• _YOUR INSTRUCTIONS_
Give back, unchanged, each line from the one containing "of the fence" through the last line of the entries below.

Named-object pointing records
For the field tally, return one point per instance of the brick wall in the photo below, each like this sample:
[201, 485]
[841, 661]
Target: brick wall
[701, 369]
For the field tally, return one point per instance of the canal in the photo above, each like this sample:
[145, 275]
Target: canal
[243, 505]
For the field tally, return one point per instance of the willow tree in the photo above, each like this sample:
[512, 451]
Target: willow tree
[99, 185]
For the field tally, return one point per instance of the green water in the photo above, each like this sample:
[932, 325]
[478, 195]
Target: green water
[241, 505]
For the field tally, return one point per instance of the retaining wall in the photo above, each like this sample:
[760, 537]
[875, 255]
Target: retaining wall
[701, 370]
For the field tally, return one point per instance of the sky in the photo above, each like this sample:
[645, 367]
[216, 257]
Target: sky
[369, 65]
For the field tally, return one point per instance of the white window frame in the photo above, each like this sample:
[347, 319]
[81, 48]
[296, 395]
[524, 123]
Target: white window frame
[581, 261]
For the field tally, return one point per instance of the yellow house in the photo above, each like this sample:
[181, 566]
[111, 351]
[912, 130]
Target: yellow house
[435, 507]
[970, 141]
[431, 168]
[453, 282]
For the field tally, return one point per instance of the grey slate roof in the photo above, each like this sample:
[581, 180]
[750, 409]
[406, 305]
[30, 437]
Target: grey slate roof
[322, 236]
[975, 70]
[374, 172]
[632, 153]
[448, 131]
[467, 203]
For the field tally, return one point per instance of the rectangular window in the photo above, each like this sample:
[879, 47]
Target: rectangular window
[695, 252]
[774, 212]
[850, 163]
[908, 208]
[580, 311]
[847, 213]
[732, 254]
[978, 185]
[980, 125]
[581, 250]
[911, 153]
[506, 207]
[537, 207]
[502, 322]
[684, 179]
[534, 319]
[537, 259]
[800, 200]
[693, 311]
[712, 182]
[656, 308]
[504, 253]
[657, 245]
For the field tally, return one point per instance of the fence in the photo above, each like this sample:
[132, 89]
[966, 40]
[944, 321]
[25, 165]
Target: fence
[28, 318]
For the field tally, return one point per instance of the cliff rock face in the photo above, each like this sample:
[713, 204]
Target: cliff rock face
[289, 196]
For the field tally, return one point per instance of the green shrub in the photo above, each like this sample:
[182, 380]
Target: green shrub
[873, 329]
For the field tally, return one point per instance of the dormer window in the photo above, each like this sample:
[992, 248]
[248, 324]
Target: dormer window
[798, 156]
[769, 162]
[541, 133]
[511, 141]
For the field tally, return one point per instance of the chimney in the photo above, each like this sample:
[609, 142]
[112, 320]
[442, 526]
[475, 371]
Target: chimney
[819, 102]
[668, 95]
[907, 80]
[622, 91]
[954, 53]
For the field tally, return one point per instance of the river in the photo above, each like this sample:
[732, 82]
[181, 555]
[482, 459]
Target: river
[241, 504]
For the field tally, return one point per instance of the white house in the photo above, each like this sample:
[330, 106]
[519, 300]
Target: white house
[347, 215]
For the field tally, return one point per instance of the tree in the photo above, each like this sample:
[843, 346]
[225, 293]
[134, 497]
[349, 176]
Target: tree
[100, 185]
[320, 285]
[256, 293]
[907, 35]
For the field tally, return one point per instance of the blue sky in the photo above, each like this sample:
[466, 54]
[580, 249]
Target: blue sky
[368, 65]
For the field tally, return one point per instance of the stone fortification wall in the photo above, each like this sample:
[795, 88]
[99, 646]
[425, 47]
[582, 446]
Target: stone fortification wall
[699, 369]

• _WORKED ANSWER_
For the field tally, return one point per instance of the fence in the photo above, each like this sample:
[132, 89]
[966, 40]
[944, 321]
[25, 165]
Target: fence
[28, 318]
For the field tally, return one point per instance of the cliff rock face in the photo above, each like this sample:
[713, 204]
Target: cliff rock face
[289, 196]
For the field tally, return one point per instance of the green shrub in the photo above, each like this sample:
[182, 380]
Target: green shrub
[873, 329]
For the field tally, return one point per instance of the dormer window in the photo above, each like this sample:
[992, 248]
[248, 324]
Target: dormer window
[798, 156]
[769, 162]
[541, 133]
[511, 141]
For the field tally, return one point per instance of the chimney in the photo above, each like this sample:
[609, 142]
[112, 320]
[442, 526]
[475, 371]
Target: chimney
[819, 102]
[668, 95]
[907, 80]
[622, 91]
[954, 53]
For the field tally, return one point per instance of the river in the photo above, each like this sample:
[732, 82]
[181, 555]
[482, 459]
Target: river
[241, 504]
For the field tally, return one point per instance of the white house in the photo above, each like this sample:
[330, 106]
[519, 300]
Target: white house
[347, 215]
For the field tally, return one point per instance of the tree in the photo above, each like this sample:
[843, 346]
[225, 293]
[134, 497]
[349, 176]
Target: tree
[100, 185]
[320, 285]
[256, 293]
[907, 35]
For the field tally, return one point per instance of the blue sky in the photo above, each like this sample:
[466, 54]
[580, 249]
Target: blue sky
[368, 65]
For the field tally, return one point per instance of the stone fortification wall in the photo above, each like this sample:
[795, 88]
[99, 646]
[425, 47]
[582, 446]
Target: stone fortification wall
[699, 369]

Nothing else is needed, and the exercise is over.